## Brief
Return the lines of the listing below exactly, from the line containing "Objective: for every instance of the coastal" up to and including the line containing "Target: coastal shrub".

::: Records shown :::

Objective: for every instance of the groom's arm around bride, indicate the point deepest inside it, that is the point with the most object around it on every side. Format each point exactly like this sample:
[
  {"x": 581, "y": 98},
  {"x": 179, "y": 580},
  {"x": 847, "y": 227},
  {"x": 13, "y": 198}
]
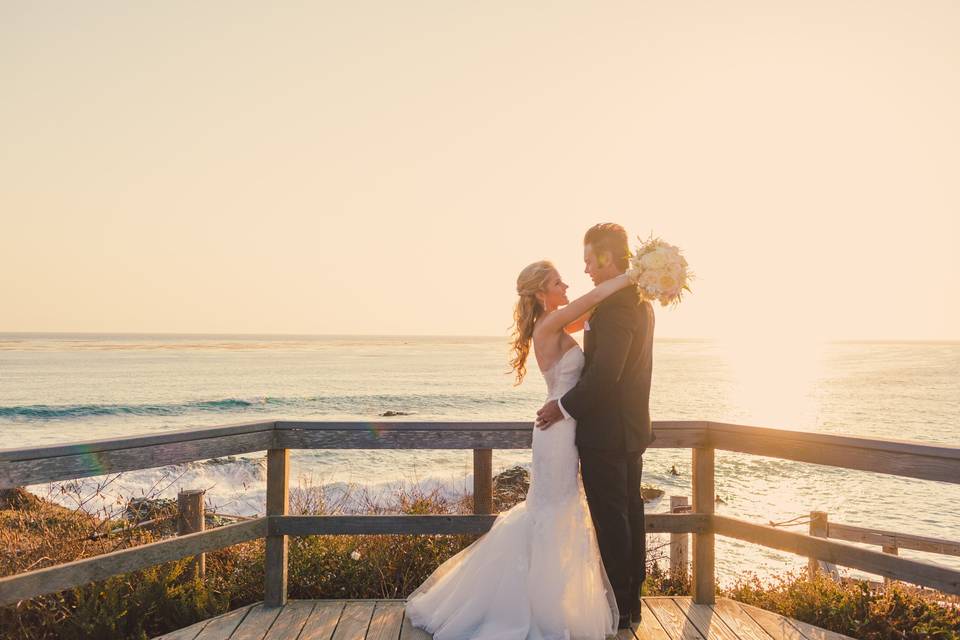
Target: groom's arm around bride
[{"x": 610, "y": 403}]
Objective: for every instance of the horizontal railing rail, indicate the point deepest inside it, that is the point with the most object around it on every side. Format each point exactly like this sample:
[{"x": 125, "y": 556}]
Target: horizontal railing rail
[{"x": 26, "y": 466}]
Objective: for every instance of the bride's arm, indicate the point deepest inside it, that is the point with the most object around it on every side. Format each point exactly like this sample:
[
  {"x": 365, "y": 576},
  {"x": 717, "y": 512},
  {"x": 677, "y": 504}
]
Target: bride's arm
[
  {"x": 578, "y": 324},
  {"x": 556, "y": 321}
]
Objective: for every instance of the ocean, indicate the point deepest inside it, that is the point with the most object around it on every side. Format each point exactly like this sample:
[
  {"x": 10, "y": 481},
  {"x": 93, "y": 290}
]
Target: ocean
[{"x": 57, "y": 388}]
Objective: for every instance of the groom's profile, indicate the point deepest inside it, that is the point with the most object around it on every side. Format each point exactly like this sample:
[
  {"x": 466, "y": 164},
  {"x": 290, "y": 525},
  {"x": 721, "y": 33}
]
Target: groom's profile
[{"x": 611, "y": 404}]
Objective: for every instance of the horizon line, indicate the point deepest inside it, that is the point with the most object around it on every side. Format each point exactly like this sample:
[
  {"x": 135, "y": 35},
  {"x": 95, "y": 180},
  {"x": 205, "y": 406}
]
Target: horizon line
[{"x": 420, "y": 335}]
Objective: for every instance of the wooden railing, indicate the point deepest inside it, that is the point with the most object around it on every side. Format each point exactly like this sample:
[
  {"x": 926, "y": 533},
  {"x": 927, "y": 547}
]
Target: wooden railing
[{"x": 19, "y": 467}]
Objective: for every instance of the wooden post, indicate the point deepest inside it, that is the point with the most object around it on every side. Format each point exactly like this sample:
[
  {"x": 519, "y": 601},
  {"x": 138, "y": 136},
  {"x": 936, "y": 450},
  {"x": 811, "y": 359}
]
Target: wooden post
[
  {"x": 278, "y": 499},
  {"x": 190, "y": 519},
  {"x": 819, "y": 528},
  {"x": 894, "y": 551},
  {"x": 483, "y": 481},
  {"x": 703, "y": 585},
  {"x": 679, "y": 542}
]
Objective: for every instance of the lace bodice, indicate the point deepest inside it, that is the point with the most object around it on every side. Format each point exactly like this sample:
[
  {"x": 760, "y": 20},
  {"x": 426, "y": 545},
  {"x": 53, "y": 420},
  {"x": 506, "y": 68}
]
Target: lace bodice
[{"x": 564, "y": 373}]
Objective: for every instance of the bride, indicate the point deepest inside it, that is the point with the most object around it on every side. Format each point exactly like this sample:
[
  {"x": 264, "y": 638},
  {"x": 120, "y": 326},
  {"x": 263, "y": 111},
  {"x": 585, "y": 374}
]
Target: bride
[{"x": 537, "y": 573}]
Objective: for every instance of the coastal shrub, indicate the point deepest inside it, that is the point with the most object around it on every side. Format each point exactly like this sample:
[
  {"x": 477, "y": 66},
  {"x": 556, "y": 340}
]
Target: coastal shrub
[
  {"x": 854, "y": 607},
  {"x": 163, "y": 598}
]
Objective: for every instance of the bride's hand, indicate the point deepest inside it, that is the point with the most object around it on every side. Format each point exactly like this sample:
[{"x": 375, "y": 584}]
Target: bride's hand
[{"x": 548, "y": 414}]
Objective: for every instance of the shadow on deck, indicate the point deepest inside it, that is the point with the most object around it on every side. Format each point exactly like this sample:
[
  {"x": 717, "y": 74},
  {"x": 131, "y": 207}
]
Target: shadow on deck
[{"x": 675, "y": 618}]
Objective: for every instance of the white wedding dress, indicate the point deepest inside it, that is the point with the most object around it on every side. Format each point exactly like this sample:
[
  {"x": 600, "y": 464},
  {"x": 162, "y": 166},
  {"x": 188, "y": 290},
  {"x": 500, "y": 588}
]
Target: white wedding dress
[{"x": 537, "y": 573}]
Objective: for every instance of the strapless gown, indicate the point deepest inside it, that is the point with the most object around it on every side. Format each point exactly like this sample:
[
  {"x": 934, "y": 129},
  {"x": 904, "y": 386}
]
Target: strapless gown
[{"x": 537, "y": 573}]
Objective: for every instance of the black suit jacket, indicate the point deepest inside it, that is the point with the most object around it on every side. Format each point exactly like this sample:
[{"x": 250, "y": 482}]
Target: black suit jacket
[{"x": 611, "y": 401}]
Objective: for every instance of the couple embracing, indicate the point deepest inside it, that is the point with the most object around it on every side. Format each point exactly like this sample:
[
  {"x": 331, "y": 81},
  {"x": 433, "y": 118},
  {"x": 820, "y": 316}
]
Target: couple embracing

:::

## Full solution
Objective: for every instance of the coastal shrub, indicate the point deepest inside it, that is the point with the most object around it on every side. Format each point exactly like this sample:
[
  {"x": 477, "y": 66},
  {"x": 556, "y": 340}
]
Target: coastal shrub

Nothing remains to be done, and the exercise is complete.